Material for this exercise —
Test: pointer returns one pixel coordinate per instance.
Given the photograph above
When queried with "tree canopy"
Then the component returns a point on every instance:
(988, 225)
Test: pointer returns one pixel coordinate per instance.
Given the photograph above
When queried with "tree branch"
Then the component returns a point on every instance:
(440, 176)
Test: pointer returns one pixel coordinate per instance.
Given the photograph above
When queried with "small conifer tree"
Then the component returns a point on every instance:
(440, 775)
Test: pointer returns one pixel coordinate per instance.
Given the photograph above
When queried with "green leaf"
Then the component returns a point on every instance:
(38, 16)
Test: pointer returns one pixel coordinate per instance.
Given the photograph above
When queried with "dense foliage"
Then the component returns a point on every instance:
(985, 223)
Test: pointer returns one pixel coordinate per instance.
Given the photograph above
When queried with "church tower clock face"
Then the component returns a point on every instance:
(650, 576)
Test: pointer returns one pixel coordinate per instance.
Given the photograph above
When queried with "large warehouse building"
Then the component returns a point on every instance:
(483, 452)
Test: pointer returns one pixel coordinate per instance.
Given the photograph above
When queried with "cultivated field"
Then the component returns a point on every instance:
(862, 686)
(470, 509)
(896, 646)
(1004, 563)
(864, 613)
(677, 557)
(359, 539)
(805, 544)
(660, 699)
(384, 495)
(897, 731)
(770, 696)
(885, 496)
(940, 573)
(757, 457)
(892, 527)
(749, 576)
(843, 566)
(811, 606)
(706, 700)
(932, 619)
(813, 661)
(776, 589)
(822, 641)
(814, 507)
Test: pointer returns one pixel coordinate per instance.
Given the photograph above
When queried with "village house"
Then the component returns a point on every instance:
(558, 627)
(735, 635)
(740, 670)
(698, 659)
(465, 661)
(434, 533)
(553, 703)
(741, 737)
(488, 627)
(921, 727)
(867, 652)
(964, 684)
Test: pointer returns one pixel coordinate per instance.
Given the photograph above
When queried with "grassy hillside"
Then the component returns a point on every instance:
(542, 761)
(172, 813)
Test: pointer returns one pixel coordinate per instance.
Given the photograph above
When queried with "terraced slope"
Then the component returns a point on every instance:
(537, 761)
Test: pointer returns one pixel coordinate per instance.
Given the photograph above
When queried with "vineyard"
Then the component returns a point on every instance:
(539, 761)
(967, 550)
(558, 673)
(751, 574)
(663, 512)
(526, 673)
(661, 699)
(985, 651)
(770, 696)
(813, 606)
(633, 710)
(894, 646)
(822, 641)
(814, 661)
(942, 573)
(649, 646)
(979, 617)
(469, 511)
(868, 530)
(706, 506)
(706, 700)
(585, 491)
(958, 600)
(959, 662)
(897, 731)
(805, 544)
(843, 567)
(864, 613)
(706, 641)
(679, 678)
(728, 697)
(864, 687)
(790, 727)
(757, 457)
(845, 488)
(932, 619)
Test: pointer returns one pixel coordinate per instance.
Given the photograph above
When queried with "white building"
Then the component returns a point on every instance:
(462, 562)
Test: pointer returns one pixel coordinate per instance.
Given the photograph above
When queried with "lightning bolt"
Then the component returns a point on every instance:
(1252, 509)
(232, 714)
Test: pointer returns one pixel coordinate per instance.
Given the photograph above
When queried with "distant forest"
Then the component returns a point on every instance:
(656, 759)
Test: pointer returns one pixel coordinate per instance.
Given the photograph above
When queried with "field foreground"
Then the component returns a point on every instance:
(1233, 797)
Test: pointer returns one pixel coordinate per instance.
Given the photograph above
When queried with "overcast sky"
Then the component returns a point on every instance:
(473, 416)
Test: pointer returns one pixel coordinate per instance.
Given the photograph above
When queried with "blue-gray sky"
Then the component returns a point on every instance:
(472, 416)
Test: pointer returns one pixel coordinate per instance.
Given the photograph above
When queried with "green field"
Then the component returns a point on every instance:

What to do — Show the lines above that include "building".

Solution —
When queried with "large warehouse building"
When queried with "white building"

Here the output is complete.